• _Exercise directions_
Change each "rough mask" in the data below to "coarse mask", leaving everything else unchanged, and omit the pictures from your answer.

[Stored data]
== Segment start ==
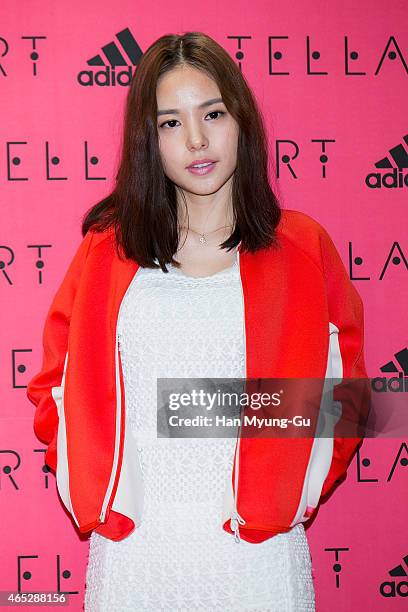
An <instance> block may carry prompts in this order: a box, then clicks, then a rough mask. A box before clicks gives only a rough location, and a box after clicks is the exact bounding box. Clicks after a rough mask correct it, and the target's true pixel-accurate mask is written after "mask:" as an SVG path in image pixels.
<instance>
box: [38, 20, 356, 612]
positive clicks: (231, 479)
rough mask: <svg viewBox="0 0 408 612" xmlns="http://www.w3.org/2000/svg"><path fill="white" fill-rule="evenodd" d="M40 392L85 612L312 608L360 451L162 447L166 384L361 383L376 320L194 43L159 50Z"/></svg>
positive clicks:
== Segment end ==
• _Result below_
An <instance> block may carry prompts in this order: a box, then clicks, then a coarse mask. A box before clicks gives only a rough location, and a box after clicks is the exact bounding box. Clicks after a coarse mask correct it, and the target's true pixel-accurate mask is written after "mask:" as an SVG path in image pixels.
<instance>
box: [38, 20, 356, 612]
positive clicks: (231, 479)
coarse mask: <svg viewBox="0 0 408 612" xmlns="http://www.w3.org/2000/svg"><path fill="white" fill-rule="evenodd" d="M40 392L85 612L312 608L360 451L162 447L166 384L361 383L376 320L194 43L159 50Z"/></svg>
positive clicks:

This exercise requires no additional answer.